EXCERPTED PASSAGE:

○ ○ ○ ○ ○ ○ ○

After Bill Schneider's lecture we had lunch in the Lido Cafe. We did want mention that from 11:30 AM to 1:30 PM the executive chef and the galley team created a wonderful Viennese Brunch Buffet.
After lunch, Keith played two hours of Paddle Tennis for the second time of this voyage. Anne Marie walked for one hour outside the ship.
In the afternoon Expedition Lecturer Nigel Redman spoke about the Birds of the North West Passage. She noted that in the summer, huge numbers of birds visit the arctic region and she spoke about the birds that do visit this region.
Later in the day, Tim Soper and the Expedition Team will provide us with a recap and a briefing on our arrival to Cambridge Bay.
Keith & Anne Marie
We will start off with yesterday in a moment but we did want to say how wonderful our visit to Ulukahktok has been and to congratulate Crystal Cruises and the Expedition Team on being so very organized. There were so many people from the Serenity crew that assisted us. This started with Assistant Shore Excursion Manager Joyce at the designated meet up location. When it was time to go to the Zodiac Platform we were escorted from the lounge to the stairwell and down to Tender Deck number 4. There were lots of Crystal Crew members at designated spots reminding us to be careful walking down the steps and directing us. Several members of the crew were on hand to give us and help put on our life jackets. Then we walked down to Crew Deck 3 and security swiped our room cards and there were plenty of crew to safely help us on the Zodiac. Twenty guests and one Zodiac driver were on the Zodiac. We were then driven over to the beach area where we did what we had learned a few days ago and were reminded again today. We moved carefully to where we would get out of the Zodiac, lifted our legs towards the sea and got out of the Zodiac and walked a few feet in water. There were lots of personnel to assist those who needed help. Our rental boots worked flawlessly. We then waited for everyone and we were escorted up to the Village and the guide was very helpful pointing out key places to visit.
We will discuss those later. While we were there were lots of personnel from the expedition team available to answer any and all questions.
A similar process was used for our return. Twenty of us were placed in a Zodiac about five minutes after we returned to the beach zodiac drop off/pick up point. We road back to the ship. We were assisted out of the Zodiac by several Crystal crew members. We were welcomed back by Shore Excursion Manager Daniel who asked us how our visit went. We loved it. We went through secrurity and then we walked thru three buckets (oblong) with water to clean our boots and then we were able to dry them on a rug that was placed on the floor for that purpose. We were welcomed back by other crew members and as we walked up the stairwell we were greeted by other crew members.

○ ○ ○ ○ ○ ○ ○

PROBLEMS AND TASKS:
1) Answer these questions from the excerpted passage, one answer a line:
(a) During what hours was the Viennese Brunch Buffet served in the Lido Cafe?
(b) How many guests rode in the Zodiac along with the one driver?
(c) Who asked the returning guests how their visit went?
2) Using the excerpted passage, explain why returning guests walked through the buckets of water and then onto a rug.

PROVIDED DATA:
○ ○ ○ ○ ○ ○ ○

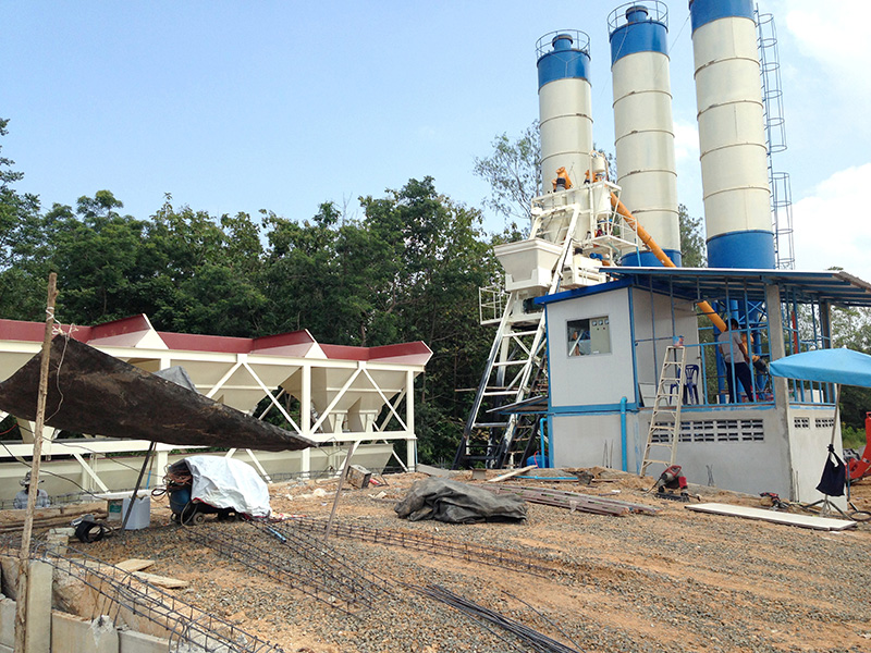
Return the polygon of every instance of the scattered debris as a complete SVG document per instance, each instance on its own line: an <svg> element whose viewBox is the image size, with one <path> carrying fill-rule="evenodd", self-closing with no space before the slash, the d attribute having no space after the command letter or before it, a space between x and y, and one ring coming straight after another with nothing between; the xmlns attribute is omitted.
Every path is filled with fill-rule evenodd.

○ ○ ○ ○ ○ ○ ○

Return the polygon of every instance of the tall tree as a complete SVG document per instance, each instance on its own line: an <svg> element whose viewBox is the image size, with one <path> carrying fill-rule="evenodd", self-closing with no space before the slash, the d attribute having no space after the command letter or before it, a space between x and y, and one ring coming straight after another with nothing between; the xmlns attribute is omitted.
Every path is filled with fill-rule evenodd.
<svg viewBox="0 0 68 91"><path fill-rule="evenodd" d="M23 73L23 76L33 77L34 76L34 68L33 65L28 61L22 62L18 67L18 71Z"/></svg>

○ ○ ○ ○ ○ ○ ○

SOLVED PROBLEMS:
1)
(a) From 11:30 AM to 1:30 PM.
(b) Twenty guests.
(c) Shore Excursion Manager Daniel.

2) The three oblong buckets of water were there to clean their boots. The rug had been placed on the floor so they could dry the boots afterward.